AG recognizes labour ministry’s safety record amidst criticisms

Don Wall
AG recognizes labour ministry’s safety record amidst criticisms

Ontario Auditor General Bonnie Lysyk’s 2019 annual report chides the Ministry of Labour, Training and Skills Development for a dozen lax health and safety practices but otherwise, Lysyk acknowledges that Ontario has had the lowest lost-time injury rates of any province since 2009.

Lysyk released her department’s 2019 annual report at Queen’s Park Dec. 4.

The value-for-money audit of the ministry’s health and safety programs contains 13 recommendations, with 26 action items.

“Our audit concluded that the Ministry has been successful at consistently maintaining the lowest lost-time injury rate in comparison to other provinces,” Lysyk wrote. “Further, the rates of injury in each sector are among the lowest in the country.

“However, the Ministry should not become complacent with these results, as Ontario’s rates have either levelled off or begun to climb in recent years,” Lysyk wrote.

Other value-for-money audits included in volume one of the reports covered health care treatment programs, commercial vehicle safety and enforcement, provincial support to the horse-racing industry and food inspection — 13 topics in total, with only the health and safety audit containing a focus on the construction sector.

There were three other volumes, one of which assessed the Ford government’s environmental plan.

That plan got a failing grade from Lysyk.

“Our audit concluded that the emission-reduction estimates in the plan are not based on sound evidence or sufficient detail,” the report said. “In its current early state, the plan is not likely to achieve its proposed emission-reduction target.”

Other findings in the health and safety section included:

  • Enforcement: The audit team reviewed companies inspected at least three times during the past six years and found many of the companies have been issued orders for violations relating to the same type of hazard in multiple years. For example, in the construction sector, 65 per cent of companies reviewed had repeatedly been issued orders relating to falls hazards.
  • The ministry’s information system contains only 28 per cent of all businesses in Ontario, leaving many workplaces uninspected.
  • The ministry does not identify workplaces for inspection where workers are more likely to get injured, often leaving companies with the highest injury rates uninspected.
  • The ministry has not measured the effectiveness of its 2013 Healthy and Safe Ontario Workplaces Strategy despite having established performance indicators that would enable the measurements.

• **DATA SUPPLIED**
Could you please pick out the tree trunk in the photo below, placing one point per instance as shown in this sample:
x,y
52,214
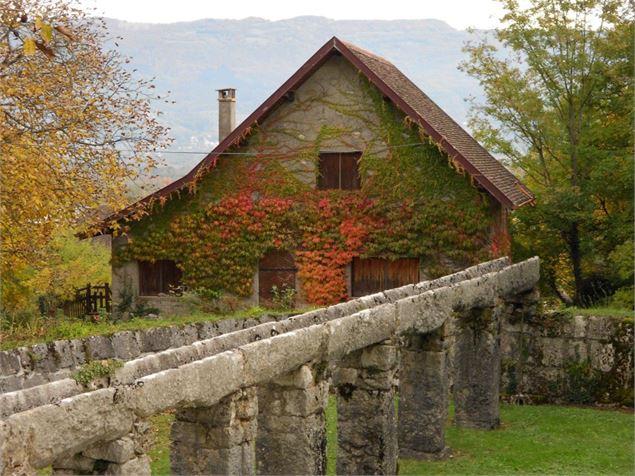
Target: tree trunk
x,y
576,258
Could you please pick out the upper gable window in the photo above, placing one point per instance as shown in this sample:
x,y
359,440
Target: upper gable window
x,y
339,170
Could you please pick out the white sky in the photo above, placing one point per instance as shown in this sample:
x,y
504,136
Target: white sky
x,y
457,13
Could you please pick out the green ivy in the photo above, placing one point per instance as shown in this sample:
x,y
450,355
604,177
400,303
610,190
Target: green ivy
x,y
416,203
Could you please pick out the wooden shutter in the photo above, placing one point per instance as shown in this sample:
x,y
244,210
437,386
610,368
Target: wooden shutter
x,y
371,275
339,171
276,268
329,177
158,277
349,171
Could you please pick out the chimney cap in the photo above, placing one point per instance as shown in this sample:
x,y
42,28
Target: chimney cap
x,y
227,93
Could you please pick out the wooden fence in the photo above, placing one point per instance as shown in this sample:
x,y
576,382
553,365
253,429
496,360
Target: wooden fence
x,y
89,300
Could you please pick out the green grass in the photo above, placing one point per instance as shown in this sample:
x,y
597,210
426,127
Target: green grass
x,y
542,439
601,311
50,329
160,452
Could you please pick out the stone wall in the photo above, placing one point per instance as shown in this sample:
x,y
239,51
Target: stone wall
x,y
27,367
561,358
279,370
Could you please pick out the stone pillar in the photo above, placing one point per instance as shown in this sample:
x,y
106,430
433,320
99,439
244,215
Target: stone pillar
x,y
423,396
477,368
217,439
366,420
291,424
124,456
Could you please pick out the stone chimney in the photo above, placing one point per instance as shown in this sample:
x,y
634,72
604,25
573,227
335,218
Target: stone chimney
x,y
226,112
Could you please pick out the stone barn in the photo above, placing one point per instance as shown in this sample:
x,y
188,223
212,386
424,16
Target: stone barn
x,y
346,181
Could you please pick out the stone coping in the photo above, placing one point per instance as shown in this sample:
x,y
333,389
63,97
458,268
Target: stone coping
x,y
201,379
21,400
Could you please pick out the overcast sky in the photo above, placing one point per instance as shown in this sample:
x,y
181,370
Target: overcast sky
x,y
458,13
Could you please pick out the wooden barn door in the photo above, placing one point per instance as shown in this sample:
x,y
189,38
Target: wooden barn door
x,y
158,277
276,268
371,275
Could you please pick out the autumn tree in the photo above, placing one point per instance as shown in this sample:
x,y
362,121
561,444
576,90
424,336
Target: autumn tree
x,y
558,84
76,126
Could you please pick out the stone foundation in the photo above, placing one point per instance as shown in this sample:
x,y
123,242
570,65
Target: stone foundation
x,y
366,417
291,423
423,396
217,439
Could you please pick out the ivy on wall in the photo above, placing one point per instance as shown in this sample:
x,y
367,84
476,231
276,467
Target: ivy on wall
x,y
413,202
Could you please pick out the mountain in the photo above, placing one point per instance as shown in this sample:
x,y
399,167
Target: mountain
x,y
255,56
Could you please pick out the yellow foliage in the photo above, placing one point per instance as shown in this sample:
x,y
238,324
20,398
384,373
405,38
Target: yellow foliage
x,y
76,128
29,46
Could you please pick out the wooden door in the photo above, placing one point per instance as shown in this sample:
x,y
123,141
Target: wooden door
x,y
371,275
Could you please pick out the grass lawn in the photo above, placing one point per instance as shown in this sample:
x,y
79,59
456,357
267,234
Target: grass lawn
x,y
601,311
543,439
49,329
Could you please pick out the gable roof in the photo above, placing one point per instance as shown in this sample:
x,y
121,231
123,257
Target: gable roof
x,y
488,172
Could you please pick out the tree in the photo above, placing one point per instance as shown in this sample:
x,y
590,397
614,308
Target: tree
x,y
559,107
76,127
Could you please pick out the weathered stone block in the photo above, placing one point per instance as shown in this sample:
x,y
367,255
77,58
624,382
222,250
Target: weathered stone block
x,y
135,467
125,345
553,352
601,328
302,378
602,356
423,403
156,339
11,383
269,358
76,462
79,351
99,348
207,330
9,363
477,370
361,330
367,432
579,326
42,360
117,451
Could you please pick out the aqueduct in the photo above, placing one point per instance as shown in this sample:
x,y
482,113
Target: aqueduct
x,y
255,398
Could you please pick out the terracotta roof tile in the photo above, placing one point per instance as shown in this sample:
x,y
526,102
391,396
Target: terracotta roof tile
x,y
481,165
484,163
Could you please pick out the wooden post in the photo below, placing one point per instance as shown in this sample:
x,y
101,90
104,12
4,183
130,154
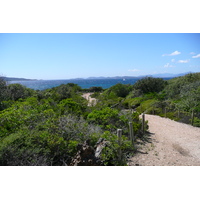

• **WHAT YOU NEED TO DO**
1. Do these statements agree with the article on the auditor general's report? (a) The audit of the ministry's health and safety programs contains 13 recommendations. (b) The ministry's information system contains about half of all businesses in Ontario. (c) Lysyk released the 2019 annual report at Queen's Park. For each, answer yes or no and quote the words from the article that decide it.
2. Besides health and safety, which value-for-money audit topics does the article on the auditor general's report name as included in volume one? List all of them.

• **ANSWERS PROVIDED**
1.
(a) Yes: "The value-for-money audit of the ministry’s health and safety programs contains 13 recommendations, with 26 action items."
(b) No: "The ministry’s information system contains only 28 per cent of all businesses in Ontario"
(c) Yes: "Lysyk released her department’s 2019 annual report at Queen’s Park Dec. 4."

2.
- health care treatment programs
- commercial vehicle safety and enforcement
- provincial support to the horse-racing industry
- food inspection